----- Materials provided -----
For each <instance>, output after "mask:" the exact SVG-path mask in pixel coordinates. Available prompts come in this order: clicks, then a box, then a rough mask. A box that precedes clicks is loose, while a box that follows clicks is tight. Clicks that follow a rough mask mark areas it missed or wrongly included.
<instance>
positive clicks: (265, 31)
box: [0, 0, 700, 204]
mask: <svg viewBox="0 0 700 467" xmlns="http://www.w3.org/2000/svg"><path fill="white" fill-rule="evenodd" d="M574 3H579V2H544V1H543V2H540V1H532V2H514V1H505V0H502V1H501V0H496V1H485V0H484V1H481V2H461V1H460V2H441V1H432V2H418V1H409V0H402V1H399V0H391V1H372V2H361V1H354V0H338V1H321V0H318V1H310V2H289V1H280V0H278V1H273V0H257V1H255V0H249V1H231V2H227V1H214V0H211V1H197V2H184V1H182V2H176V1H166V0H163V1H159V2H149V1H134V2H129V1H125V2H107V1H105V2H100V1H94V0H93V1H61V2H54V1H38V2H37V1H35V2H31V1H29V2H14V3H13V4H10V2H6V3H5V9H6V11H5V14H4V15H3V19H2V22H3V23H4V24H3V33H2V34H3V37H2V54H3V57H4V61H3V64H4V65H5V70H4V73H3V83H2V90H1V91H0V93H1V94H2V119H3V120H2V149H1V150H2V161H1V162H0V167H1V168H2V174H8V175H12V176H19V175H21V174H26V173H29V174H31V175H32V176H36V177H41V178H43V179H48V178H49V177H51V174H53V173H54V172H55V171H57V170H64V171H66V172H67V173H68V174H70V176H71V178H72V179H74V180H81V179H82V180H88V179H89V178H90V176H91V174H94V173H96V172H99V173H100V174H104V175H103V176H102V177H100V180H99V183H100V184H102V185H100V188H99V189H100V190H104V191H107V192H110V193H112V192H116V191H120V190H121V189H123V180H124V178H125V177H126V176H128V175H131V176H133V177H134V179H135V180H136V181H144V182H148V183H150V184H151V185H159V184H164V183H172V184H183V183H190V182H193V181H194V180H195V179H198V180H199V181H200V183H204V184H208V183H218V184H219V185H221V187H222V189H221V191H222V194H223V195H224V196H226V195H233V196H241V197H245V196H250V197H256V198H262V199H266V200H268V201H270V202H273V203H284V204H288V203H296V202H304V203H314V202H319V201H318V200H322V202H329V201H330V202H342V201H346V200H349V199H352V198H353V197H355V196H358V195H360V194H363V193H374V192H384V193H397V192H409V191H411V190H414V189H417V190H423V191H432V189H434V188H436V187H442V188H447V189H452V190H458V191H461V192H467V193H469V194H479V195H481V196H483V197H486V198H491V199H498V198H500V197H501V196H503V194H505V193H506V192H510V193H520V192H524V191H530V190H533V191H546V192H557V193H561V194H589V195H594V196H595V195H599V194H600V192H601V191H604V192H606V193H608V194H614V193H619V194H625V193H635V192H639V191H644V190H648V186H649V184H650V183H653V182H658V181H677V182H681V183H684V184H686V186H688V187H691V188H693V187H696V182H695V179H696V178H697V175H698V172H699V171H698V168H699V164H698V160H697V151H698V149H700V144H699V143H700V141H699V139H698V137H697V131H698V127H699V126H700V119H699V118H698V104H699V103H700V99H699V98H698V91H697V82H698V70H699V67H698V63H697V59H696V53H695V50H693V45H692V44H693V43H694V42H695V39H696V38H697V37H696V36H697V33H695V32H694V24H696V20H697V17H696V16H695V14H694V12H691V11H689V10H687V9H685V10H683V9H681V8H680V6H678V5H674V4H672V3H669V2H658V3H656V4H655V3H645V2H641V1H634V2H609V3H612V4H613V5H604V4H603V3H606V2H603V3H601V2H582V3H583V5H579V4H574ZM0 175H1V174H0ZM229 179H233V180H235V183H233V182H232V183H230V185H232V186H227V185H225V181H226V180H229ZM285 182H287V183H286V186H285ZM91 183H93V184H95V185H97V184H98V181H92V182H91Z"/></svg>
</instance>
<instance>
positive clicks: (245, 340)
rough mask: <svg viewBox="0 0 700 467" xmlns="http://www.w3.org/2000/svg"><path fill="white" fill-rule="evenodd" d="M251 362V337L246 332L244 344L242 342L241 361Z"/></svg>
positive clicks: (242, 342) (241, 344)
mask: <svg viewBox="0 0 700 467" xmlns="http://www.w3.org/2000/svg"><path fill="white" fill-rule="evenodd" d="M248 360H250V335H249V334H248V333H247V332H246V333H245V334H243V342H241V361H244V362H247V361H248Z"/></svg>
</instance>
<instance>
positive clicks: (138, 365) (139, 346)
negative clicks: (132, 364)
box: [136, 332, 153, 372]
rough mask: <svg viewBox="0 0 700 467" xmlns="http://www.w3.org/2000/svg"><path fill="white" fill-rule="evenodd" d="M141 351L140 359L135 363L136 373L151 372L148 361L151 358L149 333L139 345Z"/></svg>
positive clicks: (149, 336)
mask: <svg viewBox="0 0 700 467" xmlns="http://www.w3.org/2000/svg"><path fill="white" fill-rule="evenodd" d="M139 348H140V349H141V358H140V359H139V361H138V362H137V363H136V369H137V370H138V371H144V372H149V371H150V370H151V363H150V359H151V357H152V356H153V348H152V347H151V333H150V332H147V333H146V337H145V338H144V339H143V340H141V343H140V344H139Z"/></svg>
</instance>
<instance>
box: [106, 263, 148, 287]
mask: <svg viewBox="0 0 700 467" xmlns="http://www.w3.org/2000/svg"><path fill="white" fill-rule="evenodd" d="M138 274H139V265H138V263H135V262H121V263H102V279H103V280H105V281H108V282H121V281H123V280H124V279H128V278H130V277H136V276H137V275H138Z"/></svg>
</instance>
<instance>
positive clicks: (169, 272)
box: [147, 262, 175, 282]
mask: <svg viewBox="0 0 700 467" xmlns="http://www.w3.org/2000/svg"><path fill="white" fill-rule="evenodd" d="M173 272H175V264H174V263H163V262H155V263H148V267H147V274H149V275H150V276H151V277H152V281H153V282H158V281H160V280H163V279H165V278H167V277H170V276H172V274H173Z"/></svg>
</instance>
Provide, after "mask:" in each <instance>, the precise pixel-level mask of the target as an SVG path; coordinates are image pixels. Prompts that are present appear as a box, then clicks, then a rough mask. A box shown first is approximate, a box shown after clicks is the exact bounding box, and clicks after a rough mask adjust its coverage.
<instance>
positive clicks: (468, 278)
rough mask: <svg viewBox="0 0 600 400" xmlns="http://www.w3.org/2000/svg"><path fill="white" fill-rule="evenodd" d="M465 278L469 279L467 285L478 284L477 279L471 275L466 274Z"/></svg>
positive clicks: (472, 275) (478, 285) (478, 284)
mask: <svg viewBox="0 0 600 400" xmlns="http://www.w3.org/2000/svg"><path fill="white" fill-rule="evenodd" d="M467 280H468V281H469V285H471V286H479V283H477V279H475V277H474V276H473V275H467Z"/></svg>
-----
----- Materials provided -----
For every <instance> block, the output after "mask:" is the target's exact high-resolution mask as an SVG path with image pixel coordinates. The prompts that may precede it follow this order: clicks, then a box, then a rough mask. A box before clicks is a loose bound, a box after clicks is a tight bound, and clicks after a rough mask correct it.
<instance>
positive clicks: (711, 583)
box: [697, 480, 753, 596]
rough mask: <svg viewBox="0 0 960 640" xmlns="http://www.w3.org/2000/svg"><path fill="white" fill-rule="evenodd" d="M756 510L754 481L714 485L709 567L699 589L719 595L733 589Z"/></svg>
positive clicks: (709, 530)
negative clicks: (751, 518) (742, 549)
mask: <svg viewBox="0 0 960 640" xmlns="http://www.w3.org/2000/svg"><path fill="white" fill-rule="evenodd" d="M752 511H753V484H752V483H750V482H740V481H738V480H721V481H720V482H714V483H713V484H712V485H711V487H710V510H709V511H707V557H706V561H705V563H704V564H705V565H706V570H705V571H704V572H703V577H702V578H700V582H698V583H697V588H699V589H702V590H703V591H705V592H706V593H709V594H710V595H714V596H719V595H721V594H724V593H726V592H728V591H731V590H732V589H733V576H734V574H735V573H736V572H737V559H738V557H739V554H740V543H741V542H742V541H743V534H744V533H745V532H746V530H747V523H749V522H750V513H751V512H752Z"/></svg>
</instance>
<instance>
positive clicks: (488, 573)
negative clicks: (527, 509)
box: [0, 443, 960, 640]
-----
----- Materials provided -----
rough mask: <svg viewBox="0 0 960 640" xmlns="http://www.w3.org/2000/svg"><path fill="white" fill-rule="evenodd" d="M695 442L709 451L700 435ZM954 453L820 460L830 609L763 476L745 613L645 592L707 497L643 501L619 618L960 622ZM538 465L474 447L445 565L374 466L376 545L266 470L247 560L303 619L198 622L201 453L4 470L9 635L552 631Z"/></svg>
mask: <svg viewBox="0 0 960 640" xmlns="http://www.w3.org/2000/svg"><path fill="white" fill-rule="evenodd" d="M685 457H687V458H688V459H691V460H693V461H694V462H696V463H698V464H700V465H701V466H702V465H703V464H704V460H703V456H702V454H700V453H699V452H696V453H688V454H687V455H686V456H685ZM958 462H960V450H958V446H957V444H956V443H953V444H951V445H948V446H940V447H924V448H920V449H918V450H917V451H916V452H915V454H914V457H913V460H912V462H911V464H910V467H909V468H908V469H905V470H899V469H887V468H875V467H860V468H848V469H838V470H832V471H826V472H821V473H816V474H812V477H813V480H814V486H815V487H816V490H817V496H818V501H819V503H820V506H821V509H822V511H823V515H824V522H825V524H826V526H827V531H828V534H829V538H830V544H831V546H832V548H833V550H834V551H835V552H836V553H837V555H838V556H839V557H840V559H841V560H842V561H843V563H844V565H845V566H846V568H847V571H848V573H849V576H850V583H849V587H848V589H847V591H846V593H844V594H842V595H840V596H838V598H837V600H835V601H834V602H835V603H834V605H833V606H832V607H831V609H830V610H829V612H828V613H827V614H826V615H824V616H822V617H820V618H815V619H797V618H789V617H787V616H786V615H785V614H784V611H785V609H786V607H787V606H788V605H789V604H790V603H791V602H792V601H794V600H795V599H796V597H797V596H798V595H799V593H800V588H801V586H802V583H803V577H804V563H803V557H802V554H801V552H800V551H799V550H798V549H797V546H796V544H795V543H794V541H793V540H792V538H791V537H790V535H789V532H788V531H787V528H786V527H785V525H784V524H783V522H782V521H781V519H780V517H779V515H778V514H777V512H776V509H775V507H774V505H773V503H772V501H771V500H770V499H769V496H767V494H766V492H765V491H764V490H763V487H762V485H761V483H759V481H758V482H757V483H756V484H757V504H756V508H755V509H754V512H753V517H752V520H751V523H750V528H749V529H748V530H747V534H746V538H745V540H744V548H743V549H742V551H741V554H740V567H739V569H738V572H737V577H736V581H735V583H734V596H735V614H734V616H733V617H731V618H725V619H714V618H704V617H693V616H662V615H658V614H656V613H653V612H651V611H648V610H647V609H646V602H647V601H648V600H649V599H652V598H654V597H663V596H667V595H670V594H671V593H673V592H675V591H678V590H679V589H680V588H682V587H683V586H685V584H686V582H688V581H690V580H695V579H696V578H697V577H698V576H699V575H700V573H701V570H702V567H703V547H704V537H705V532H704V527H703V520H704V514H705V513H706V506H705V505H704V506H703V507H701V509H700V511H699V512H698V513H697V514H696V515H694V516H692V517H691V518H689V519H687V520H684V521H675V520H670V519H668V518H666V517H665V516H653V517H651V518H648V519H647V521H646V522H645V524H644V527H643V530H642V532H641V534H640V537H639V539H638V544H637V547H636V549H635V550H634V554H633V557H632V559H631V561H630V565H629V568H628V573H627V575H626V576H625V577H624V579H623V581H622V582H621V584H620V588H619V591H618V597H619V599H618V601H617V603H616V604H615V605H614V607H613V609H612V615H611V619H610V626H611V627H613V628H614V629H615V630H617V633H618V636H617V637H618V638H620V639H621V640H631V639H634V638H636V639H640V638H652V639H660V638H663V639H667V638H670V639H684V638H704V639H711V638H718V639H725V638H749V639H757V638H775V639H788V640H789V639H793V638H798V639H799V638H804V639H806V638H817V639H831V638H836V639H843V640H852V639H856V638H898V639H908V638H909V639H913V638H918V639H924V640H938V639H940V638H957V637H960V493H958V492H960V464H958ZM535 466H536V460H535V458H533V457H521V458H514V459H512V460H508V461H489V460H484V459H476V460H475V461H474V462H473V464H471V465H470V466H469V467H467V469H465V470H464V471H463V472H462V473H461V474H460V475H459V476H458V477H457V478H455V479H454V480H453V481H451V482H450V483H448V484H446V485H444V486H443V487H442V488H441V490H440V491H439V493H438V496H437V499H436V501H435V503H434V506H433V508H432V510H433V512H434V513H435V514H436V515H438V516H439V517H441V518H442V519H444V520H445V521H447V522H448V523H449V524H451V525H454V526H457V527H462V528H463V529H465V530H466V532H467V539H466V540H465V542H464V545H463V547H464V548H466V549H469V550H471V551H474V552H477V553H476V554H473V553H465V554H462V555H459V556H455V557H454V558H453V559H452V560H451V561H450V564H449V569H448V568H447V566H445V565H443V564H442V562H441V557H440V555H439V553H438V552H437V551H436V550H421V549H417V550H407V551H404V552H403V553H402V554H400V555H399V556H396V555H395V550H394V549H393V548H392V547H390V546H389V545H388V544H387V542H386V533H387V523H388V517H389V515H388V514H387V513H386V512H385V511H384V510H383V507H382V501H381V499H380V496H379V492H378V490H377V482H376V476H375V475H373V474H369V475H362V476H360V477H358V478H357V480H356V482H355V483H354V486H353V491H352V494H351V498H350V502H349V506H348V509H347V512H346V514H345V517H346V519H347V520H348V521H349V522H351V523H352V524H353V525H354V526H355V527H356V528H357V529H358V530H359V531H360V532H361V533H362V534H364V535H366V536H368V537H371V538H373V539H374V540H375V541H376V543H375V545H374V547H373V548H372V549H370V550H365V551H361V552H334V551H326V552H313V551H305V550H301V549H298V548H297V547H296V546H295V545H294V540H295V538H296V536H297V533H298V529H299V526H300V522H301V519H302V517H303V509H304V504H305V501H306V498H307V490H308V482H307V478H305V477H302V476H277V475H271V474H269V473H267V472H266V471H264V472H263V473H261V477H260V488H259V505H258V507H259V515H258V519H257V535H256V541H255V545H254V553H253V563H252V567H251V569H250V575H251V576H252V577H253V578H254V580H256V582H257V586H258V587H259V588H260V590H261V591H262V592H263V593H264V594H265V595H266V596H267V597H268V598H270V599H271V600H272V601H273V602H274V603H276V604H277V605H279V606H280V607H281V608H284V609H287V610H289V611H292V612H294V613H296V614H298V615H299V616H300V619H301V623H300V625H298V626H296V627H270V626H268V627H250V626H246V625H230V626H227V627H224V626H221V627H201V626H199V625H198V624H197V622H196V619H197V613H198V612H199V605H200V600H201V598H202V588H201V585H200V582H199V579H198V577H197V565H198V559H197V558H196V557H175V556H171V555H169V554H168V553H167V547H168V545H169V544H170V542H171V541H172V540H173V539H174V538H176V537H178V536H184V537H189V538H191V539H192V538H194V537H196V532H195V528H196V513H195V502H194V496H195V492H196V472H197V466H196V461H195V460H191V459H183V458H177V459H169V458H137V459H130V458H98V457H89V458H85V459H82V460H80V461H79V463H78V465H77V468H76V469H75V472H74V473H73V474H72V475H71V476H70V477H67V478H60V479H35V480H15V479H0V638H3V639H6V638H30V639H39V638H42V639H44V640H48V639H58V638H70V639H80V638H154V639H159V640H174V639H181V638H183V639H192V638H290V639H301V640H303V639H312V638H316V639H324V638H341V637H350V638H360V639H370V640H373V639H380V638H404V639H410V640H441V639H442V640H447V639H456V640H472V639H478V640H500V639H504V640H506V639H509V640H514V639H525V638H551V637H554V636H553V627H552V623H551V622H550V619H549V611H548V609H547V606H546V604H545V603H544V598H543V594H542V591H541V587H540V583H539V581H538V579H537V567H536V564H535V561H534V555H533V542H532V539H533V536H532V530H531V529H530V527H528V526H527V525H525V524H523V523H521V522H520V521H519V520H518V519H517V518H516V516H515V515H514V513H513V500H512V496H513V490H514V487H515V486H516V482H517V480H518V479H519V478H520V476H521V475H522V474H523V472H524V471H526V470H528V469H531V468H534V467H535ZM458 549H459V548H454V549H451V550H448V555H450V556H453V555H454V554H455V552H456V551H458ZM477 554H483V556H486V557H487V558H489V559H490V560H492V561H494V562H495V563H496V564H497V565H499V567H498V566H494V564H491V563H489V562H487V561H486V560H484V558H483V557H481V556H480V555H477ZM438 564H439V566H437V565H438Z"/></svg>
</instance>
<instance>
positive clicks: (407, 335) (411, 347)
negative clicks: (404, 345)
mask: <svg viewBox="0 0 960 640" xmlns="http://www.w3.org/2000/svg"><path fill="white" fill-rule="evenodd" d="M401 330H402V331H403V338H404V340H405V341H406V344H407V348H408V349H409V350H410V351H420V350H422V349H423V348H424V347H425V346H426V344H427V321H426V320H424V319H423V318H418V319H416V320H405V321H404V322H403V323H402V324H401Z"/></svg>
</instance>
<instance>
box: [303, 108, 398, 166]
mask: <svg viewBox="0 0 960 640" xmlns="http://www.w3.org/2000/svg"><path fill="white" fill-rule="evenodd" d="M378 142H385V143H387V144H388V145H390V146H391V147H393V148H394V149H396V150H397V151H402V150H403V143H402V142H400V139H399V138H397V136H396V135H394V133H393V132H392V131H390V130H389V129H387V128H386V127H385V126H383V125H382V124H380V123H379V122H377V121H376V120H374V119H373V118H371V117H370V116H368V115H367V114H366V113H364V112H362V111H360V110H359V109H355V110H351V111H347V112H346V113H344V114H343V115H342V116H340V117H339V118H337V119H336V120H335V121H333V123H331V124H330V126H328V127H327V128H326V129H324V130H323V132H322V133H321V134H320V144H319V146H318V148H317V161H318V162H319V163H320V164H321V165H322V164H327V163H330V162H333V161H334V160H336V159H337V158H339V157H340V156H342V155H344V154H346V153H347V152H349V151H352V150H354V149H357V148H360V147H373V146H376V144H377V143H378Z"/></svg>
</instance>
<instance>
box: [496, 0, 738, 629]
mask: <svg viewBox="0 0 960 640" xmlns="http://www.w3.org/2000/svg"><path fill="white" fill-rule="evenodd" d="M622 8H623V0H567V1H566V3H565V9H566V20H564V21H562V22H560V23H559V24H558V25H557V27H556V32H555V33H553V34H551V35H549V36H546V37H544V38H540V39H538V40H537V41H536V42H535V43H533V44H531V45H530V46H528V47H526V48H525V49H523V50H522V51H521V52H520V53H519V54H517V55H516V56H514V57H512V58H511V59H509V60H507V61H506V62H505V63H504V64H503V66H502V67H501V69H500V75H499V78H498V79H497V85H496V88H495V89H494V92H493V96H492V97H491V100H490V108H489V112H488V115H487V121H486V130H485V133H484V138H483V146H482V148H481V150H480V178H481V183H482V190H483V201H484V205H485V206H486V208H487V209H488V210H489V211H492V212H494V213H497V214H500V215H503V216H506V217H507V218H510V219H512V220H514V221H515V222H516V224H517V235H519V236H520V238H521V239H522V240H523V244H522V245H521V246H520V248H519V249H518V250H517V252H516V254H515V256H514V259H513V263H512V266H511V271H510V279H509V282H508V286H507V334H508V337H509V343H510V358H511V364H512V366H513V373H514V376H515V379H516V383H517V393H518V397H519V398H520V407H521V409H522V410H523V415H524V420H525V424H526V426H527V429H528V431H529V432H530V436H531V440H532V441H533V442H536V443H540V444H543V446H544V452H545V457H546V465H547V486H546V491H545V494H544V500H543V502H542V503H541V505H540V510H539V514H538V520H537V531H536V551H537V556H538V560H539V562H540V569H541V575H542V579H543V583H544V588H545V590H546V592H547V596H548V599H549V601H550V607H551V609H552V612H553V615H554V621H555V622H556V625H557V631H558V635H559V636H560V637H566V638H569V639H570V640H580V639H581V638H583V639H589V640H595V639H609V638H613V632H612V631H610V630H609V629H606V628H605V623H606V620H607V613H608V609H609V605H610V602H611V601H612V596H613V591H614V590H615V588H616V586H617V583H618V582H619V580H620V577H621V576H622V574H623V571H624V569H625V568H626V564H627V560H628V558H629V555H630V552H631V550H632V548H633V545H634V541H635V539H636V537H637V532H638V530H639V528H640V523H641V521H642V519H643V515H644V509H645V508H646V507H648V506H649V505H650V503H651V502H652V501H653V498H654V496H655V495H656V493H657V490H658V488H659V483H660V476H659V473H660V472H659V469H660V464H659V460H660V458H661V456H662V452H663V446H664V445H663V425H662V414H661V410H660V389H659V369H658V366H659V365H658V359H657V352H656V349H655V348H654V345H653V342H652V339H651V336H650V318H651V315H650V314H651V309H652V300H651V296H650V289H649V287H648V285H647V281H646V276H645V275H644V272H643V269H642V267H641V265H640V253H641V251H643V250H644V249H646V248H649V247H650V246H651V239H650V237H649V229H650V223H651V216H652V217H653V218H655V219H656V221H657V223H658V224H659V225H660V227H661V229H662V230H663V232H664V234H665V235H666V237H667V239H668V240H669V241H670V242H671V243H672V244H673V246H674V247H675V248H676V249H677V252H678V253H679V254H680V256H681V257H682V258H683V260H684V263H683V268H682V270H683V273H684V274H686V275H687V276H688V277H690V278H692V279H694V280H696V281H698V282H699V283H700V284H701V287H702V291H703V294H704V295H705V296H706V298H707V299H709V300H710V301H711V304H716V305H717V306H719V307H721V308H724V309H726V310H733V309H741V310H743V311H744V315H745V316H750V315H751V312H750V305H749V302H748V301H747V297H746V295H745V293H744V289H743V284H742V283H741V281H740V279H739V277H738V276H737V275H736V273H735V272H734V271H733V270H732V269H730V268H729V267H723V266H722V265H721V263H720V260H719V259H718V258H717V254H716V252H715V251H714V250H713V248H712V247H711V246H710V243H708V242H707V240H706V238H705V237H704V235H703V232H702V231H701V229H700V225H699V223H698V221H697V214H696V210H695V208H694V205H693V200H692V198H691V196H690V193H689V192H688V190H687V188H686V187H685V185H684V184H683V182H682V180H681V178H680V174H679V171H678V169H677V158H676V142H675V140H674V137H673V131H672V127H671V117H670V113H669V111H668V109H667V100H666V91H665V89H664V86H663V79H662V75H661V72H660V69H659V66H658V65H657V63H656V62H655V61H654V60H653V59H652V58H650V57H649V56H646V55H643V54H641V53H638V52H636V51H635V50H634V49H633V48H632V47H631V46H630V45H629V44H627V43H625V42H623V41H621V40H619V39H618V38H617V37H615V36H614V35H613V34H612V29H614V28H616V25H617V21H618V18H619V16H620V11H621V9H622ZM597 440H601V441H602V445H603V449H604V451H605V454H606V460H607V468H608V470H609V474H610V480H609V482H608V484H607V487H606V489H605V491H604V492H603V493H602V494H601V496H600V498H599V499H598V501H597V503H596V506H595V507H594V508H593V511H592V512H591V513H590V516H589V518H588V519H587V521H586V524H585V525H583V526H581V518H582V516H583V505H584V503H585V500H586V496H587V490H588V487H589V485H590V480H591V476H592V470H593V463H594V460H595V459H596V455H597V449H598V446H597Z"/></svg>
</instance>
-----
▶ _Activity_
Edit the records from the line containing "For each <instance>, output" through the line containing "box: [0, 0, 700, 204]", replacing "box" with "bounding box" everywhere and leaving everything else unchanged.

▶ _Answer for the task_
For each <instance>, output after "mask:" the exact SVG-path mask in pixel coordinates. Available prompts come in this order: clicks, then a bounding box, then a rough mask. A bounding box that precedes clicks is loose, while a bounding box that follows clicks is tight. Clicks that follow a rough mask mark areas it missed or wrongly included.
<instance>
positive clicks: (265, 31)
bounding box: [0, 0, 700, 204]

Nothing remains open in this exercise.